TEXT EXCERPT:
- - - - - - -

A few weeks ago, the call went out to various Midwestern rescues about a puppy mill in Iowa that was closing down. The puppy mill, known for poor inspections from the USDA, was to be auctioning off all the dogs on April 27 and 28. The Chicago English Bulldog Rescue (CEBR) quickly kicked in a fundraising campaign – Project Mercy – in an effort to stage a massive rescue.
By the end of that weekend, 23 English Bulldogs were headed to Chicago thanks to Project Mercy. Although larger rescues are not out of the norm for CEBR, this is the largest by far that they’ve ever accomplished. CEBR also worked in conjunction with two other rescues to save two German Shorthaired Pointers and a Miniature Pincher.
“We were alerted by other people in the rescue community about a puppy mill in Iowa that was going out of business,” says Molly Marino, founder of the Chicago English Bulldog Rescue. “We normally would not purchase dogs at an auction. However, since this mill was shutting down, we are truly saving these dogs from going to another breeder and continuing the cycle.”
English Bulldogs are a popular breed at pet stores and with the puppy mills that supply them. Because of that connection, CEBR does several rescues a year from mills. Most of the time those rescues number between eight and 12 dogs or much smaller.
“Puppy Mill rescues are special missions for us so we always raise money separately to fund them,” says Marino. “Not everyone believes in the rescues or wants to be a part of rescuing puppy mill dogs. So, we don’t use our general operating budget for activities like Project Mercy. Veterinary bills for these dogs may be astronomical so we need to do extra fundraising.”
The puppy mill, owned by Debra Pratt, had repeated violations under the animal welfare act. The last USDA inspection included not one, but three federal inspectors. She was reportedly given time to get the dogs removed from the property before facing seizure.
“We have been to auctions as purchases and witnesses and this was actually at the puppy mill,” says Marino. “This mill was disgusting – this was one of the worst we’d seen. The ammonia stench was so bad the experienced rescuers were vomiting and had to leave the kennel. Dogs were shaved that day so we couldn’t see how matted they were.”
This auction was also very disorganized according to Marino. Usually, dogs are number and there are vaccinations and health certificates on file. In this case, the auctioneer was angry because none of that had been done. A vet was called in that day for the shots.

- - - - - - -

PROVIDED RECORDS:
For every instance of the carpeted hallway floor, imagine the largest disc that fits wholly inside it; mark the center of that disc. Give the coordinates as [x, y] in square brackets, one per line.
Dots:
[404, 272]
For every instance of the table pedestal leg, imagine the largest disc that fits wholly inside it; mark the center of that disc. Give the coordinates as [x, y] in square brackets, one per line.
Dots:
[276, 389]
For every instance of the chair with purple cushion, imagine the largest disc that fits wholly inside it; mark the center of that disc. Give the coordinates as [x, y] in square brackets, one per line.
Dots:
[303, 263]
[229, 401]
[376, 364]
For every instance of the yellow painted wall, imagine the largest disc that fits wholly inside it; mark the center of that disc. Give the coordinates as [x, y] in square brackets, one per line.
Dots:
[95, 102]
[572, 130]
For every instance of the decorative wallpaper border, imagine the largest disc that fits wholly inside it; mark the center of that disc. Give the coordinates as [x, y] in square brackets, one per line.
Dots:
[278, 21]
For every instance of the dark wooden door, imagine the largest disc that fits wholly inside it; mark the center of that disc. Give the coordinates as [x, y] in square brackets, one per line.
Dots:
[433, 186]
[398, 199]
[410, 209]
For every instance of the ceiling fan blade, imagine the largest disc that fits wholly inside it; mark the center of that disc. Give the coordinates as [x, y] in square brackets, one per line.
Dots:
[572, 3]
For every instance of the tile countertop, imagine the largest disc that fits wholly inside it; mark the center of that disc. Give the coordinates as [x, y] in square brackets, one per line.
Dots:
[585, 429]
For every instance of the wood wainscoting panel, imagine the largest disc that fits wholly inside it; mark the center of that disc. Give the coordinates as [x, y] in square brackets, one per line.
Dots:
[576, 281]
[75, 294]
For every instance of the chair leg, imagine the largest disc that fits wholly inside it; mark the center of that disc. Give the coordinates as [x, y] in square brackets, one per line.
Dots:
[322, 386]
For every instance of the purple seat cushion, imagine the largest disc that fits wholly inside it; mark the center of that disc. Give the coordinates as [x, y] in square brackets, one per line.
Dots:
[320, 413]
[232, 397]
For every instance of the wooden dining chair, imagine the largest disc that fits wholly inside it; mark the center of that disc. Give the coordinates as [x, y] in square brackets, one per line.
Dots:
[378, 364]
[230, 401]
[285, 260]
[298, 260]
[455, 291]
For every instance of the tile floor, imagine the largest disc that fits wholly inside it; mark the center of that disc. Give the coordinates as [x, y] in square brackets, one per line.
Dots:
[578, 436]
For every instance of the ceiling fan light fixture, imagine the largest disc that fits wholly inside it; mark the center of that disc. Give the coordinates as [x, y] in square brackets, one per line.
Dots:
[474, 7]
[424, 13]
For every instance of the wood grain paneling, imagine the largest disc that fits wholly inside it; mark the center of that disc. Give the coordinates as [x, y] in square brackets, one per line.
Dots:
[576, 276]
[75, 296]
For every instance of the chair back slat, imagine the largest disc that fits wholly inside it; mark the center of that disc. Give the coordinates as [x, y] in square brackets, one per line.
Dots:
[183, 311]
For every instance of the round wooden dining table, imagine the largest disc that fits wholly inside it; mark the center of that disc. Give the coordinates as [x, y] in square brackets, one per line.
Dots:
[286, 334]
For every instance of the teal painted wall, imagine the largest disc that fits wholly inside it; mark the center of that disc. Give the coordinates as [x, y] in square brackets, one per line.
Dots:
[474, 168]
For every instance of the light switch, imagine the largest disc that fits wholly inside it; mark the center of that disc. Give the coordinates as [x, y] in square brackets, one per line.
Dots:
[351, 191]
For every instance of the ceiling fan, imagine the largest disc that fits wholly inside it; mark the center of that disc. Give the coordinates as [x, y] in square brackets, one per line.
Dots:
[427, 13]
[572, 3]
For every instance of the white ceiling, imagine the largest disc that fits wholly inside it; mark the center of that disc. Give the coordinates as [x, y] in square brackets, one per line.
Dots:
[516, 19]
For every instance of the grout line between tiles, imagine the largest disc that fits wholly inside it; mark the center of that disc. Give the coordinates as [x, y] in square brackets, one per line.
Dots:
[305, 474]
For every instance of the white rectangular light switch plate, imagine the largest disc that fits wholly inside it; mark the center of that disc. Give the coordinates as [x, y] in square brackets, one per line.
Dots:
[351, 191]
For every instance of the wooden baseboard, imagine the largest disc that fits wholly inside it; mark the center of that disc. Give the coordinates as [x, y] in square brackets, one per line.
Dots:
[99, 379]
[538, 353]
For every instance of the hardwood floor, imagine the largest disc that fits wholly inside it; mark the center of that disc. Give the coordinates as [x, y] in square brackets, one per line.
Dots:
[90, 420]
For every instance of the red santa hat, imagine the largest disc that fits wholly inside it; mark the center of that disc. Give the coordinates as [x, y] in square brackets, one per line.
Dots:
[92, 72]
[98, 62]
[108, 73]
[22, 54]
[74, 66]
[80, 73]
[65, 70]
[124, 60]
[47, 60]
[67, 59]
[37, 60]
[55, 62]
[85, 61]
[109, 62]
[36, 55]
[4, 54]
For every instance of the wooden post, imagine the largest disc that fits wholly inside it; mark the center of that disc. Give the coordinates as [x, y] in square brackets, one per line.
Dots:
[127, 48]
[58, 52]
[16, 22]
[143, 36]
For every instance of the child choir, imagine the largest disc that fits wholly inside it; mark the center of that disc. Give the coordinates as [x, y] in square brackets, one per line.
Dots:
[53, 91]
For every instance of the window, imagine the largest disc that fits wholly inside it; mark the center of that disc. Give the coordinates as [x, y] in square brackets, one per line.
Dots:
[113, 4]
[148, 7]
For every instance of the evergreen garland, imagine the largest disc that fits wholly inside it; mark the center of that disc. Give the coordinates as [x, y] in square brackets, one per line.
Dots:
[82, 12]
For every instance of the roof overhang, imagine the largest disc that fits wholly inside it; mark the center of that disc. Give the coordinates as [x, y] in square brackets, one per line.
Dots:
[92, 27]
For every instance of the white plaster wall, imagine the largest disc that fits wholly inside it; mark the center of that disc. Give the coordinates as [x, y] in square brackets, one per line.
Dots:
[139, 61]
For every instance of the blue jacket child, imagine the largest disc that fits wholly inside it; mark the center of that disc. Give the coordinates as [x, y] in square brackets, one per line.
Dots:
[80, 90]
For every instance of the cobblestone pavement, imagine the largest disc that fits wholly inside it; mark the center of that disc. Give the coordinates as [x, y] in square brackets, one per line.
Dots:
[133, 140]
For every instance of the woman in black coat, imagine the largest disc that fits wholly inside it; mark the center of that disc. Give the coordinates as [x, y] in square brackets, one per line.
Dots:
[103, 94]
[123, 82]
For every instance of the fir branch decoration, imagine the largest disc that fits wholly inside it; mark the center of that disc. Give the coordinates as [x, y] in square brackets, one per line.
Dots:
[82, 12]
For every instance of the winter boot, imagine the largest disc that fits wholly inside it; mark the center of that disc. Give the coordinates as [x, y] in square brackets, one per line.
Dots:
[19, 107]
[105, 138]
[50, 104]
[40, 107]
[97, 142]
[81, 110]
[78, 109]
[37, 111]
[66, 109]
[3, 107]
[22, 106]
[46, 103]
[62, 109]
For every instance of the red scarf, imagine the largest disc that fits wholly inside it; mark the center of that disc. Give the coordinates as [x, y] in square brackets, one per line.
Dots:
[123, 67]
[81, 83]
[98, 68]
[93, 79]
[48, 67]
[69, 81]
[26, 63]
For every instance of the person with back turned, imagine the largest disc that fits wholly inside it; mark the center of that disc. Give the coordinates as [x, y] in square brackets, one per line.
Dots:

- - - - - - -

WORK REQUEST A: In the article about the Iowa puppy mill rescue, how many English Bulldogs were headed to Chicago by the end of the auction weekend?
WORK REQUEST B: Resume the article about the Iowa puppy mill rescue, starting right after its final sentence.

EXPECTED ANSWER A: 23 English Bulldogs.

EXPECTED ANSWER B:
“As bad as things were for all the dogs, it was terrible for the large dogs – the Great Danes and American Bulldogs,” says Marino. “They were out in the sun in kennels starting at 8 in the morning with no water. They were drinking urine because it was so hot and they needed something to drink.”
Rescues generally must keep a very low profile at auctions or risk not getting the dogs. Sometimes prices are driven up by rescues bidding against each other. There was tremendous cooperation in this case, which made all the difference and increased the number of dogs saved through Project Mercy.
“Right before the auction, the rescues were able to have a meeting and coordinate what we wanted to do,” she adds. “We closely kept track of what we could spend and focused on saving as many dogs as we could which turned out to be 23.”
In early bidding, the smaller dogs – like Chihuahuas – went to rescue for $10 each. There were a handful of commercial breeders that held out to later in the day to bid. When that did occur, rescues drove up the prices of those dogs a lot. The rescue was just the beginning for Project Mercy. Now the real work begins for CEBR and it’s supporters.
“Health-wise, we are looking at rotting teeth, ear infections and eye ulcers,” says Marino. “There’s a lot of poor care. One dog that I’m fostering was in a fight with another dog and had her lip bit off and scaring on her legs. We also find out a lot when it’s time to spay the dogs as well.”
That is because English Bulldogs give birth by C-section without the benefit of a veterinarian. Other problems also surface once the dogs make the trip to the vet – often for the first time ever. There are additional problems because of massive inbreeding.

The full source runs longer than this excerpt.